El texto incide también en otro lugar común de la literatura de Handke, el paisaje, elevado a la categoría de protagonista, en cuya morfología se inscribe la trama de un modo inseparable ya que condiciona, delimita y acompaña con esa cualidad y ofrece la sensación de que no funcionarían de modo aislado, la una sin el otro, que un cambio en el paisaje provocaría un cambio en la trama que la haría irreconocible; una correlación, en suma, parecida a la que se configura en la obra de otros escritores franceses unidos al paisaje como Pierre Bergounioux, pero también con otras obras del mismo Handke.
«Así ocurrió también en la terraza, Y, por último, la copa de vino o lo que fuera que al fin tenía delante la cambió, pasó de una invisibilidad, la del no ser percibida y no estar presente, a la invisibilidad que, a veces, era un estado bienvenido: mirar sin ser visto; percibir de otra manera precisamente porque uno se había vuelto imperceptible, no como alguien de fuera, escondido como un vigilante, un espía o, Dios nos libre, un detective; no perceptible por nadie en medio de la gente, siendo parte de esta, de la población». 
La vejez actúa sobre la conciencia de uno mismo marcando los hechos —igual si han sido objeto de repetición como si son nuevos, por estrenar— con un carácter indefinible de inevitabilidad terminal: es posible que eso que hemos hecho lo hayamos hecho por última vez; o, aún peor: esta es la última oportunidad para hacer eso que no hemos hecho nunca. Instalados en la rutina y con las facultades físicas, en el mejor de los casos, mermadas por el tiempo y ya irrecuperables, con la desidia de la quietud y el consuelo de la autocomplacencia —cuando no de la autocompasión—, nos debatimos entre la inacción y el desafío sin comprender que se trata de un dilema falso, de una trampa que nos tiende el instinto de conservación heredado, igual que el miedo o el sexo, de nuestros antepasados animales. Si se ha tenido la suerte de acumular el suficiente número de experiencias, es más fácil abandonar el confort de la pasividad sin preguntarse si ese viaje, en cualquiera de sus modalidades, será o no el último —en todo caso, la decisión de emprenderlo no debería tomarse en función de esa circunstancia, que lo falsearía al darle un motivo contaminante—, y no importa tanto el destino, si es el ansia de repetición el motivo que nos mueve o, por el contrario, el afán de descubrimiento, sino el hecho de emprenderlo. Siempre hay que hacer caso, y más cuando la vejez nos pisa los talones, a esa voz que nos sugiere ponernos en marcha, con las manos vacías y avidez en la mirada.

:::::

En el artículo sobre Handke, ¿qué escritor francés se nombra como ejemplo de autor unido al paisaje? El listado no tiene ningún papel en esto.

INFORMACIÓN PROPORCIONADA:
:::::

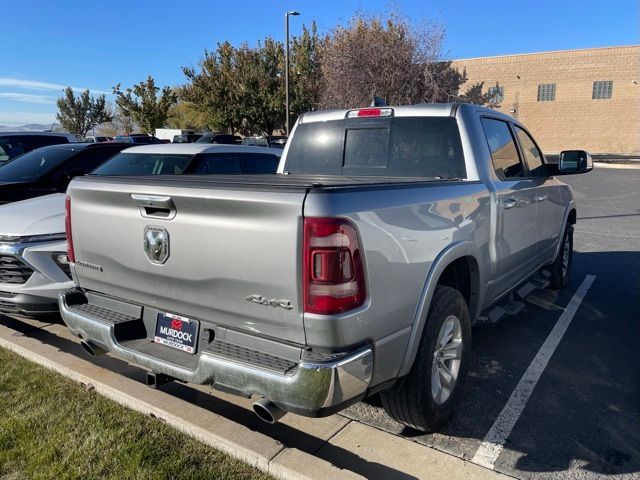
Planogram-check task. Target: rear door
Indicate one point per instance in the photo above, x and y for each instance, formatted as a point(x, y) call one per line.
point(227, 249)
point(515, 237)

:::::

RESULTADO: Pierre Bergounioux.